◆ Tugas ◆
#1 Ulangi kata demi kata bagian kutipan tentang pendidikan karakter, mulai dari "Jangan sampai pendidikan" sampai "di Bangsa Indonesia.".
#2 Ringkas paragraf dalam kutipan tentang pendidikan karakter yang diawali "Jangan sampai pendidikan" menjadi daftar poin, tanpa menghilangkan fakta utamanya.

◆ Kutipan Teks ◆
***
Jangan sampai pendidikan
karakter yang dielu-elukan oleh berbagai universitas ini hanyalah dijadikan
salah satu mata kuliah syarat kelulusan saja, tetapi juga benar-benar bisa
menjadi usaha pemecahan masalah kemerosotan moral di kalangan mahasiswa pada
khususnya dan semua generasi muda pada umumnya. Karena dengan mengubah pemuda
kita dapat menggebrak dunia. Selain itu pendidikan karakter dimampukan untuk
mengubah nilai-nilai budaya luar yang berkembang di siswa pendidikan dasar dan
menengah untuk menjadikan Pancasila sebagai penyaring moral bagi gejala amoral
yang terjadi di Bangsa Indonesia.
D.
Pentingnya Pendidikan Karakter
Pendidikan karakter di
zaman ini semakin penting dan mendesak karena beberapa situasi yang dihadapi
zaman ini. Misalnya, pengaruh globalisasi yang menawarkan, di samping sesuatu
yang baik, juga nilai yang tidak baik seperti: konsumerisme, seks bebas,
narkoba, pelampiasan nafsu manusiawi dengan melupakan hidup imani dan rohani.
***
◆ Data yang Ditampilkan ◆
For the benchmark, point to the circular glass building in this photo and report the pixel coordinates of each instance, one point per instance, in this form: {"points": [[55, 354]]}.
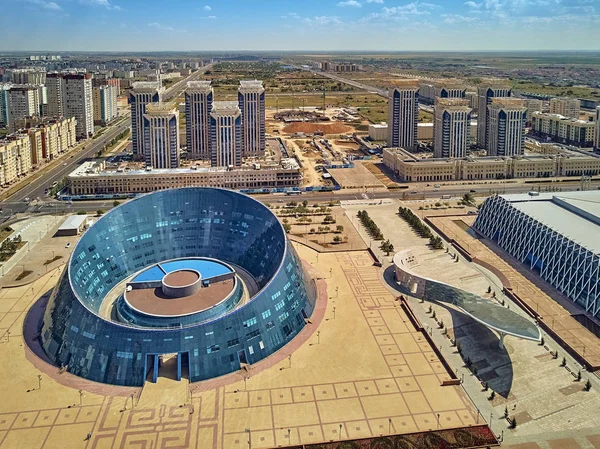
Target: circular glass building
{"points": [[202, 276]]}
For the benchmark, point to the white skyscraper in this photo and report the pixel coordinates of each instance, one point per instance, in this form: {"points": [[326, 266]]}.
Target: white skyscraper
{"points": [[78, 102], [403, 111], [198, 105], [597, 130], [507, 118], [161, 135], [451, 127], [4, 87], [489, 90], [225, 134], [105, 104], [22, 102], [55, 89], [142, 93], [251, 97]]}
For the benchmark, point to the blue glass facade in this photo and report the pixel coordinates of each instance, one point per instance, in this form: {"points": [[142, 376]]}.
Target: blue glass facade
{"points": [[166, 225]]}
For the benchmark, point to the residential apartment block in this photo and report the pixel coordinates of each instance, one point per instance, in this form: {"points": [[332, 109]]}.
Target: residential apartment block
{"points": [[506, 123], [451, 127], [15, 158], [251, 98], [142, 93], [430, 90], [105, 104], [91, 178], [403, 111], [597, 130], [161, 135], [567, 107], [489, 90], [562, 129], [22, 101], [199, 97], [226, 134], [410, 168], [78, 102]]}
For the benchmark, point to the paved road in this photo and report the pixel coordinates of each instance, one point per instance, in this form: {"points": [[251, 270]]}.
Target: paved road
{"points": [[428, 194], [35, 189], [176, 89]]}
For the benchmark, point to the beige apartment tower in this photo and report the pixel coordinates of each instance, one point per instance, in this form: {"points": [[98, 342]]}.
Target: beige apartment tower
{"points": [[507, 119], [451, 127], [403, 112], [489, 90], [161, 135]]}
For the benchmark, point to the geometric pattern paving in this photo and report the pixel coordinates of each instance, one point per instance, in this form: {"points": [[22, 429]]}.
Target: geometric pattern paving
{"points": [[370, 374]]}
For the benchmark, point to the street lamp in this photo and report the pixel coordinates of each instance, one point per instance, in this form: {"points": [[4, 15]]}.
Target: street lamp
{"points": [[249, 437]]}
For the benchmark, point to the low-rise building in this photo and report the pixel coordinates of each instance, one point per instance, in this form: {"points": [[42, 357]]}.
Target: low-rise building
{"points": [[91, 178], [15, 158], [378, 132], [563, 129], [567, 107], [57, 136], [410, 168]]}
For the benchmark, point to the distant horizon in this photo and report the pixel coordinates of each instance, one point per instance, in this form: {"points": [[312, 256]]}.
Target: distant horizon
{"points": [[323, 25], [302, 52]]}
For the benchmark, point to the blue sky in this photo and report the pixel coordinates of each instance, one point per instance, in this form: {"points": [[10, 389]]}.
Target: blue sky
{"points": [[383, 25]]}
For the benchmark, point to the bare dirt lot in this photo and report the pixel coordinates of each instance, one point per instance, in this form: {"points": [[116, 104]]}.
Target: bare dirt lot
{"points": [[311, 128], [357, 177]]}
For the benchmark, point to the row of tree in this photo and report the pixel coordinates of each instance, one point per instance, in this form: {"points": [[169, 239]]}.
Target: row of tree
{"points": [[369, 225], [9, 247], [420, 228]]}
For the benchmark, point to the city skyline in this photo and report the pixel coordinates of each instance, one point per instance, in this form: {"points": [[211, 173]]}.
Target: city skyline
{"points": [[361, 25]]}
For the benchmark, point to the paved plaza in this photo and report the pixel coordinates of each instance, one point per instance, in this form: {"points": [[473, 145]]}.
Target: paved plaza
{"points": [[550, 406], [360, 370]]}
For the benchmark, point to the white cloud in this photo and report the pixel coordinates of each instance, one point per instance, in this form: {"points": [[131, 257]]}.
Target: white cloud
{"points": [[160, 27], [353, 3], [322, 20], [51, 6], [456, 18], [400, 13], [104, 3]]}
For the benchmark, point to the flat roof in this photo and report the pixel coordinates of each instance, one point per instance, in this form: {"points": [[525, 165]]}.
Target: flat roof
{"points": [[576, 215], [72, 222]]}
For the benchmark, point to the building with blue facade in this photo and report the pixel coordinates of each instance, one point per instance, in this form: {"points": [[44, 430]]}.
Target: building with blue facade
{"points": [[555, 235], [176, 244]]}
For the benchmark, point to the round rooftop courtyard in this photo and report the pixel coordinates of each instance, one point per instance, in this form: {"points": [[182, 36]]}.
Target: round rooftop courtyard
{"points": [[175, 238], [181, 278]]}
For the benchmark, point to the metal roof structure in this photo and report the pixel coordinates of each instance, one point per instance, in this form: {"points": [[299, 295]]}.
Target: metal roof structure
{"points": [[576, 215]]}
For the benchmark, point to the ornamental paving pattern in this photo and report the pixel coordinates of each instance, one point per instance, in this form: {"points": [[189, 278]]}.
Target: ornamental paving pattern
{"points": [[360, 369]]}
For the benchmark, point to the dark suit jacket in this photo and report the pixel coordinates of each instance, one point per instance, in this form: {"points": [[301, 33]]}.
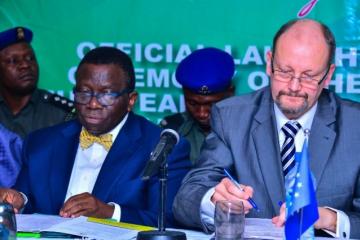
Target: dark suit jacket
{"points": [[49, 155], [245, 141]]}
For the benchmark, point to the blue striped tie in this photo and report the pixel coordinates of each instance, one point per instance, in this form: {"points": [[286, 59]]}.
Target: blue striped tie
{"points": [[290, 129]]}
***
◆ Daftar Jawaban ◆
#1
Jangan sampai pendidikan
karakter yang dielu-elukan oleh berbagai universitas ini hanyalah dijadikan
salah satu mata kuliah syarat kelulusan saja, tetapi juga benar-benar bisa
menjadi usaha pemecahan masalah kemerosotan moral di kalangan mahasiswa pada
khususnya dan semua generasi muda pada umumnya. Karena dengan mengubah pemuda
kita dapat menggebrak dunia. Selain itu pendidikan karakter dimampukan untuk
mengubah nilai-nilai budaya luar yang berkembang di siswa pendidikan dasar dan
menengah untuk menjadikan Pancasila sebagai penyaring moral bagi gejala amoral
yang terjadi di Bangsa Indonesia.

#2
- Pendidikan karakter yang dielu-elukan banyak universitas jangan hanya dijadikan mata kuliah syarat kelulusan.
- Pendidikan karakter harus benar-benar menjadi usaha mengatasi kemerosotan moral, khususnya di kalangan mahasiswa dan umumnya pada semua generasi muda.
- Dengan mengubah pemuda, kita dapat menggebrak dunia.
- Pendidikan karakter juga dimampukan untuk mengubah nilai-nilai budaya luar yang berkembang pada siswa pendidikan dasar dan menengah.
- Tujuannya menjadikan Pancasila penyaring moral bagi gejala amoral di Bangsa Indonesia.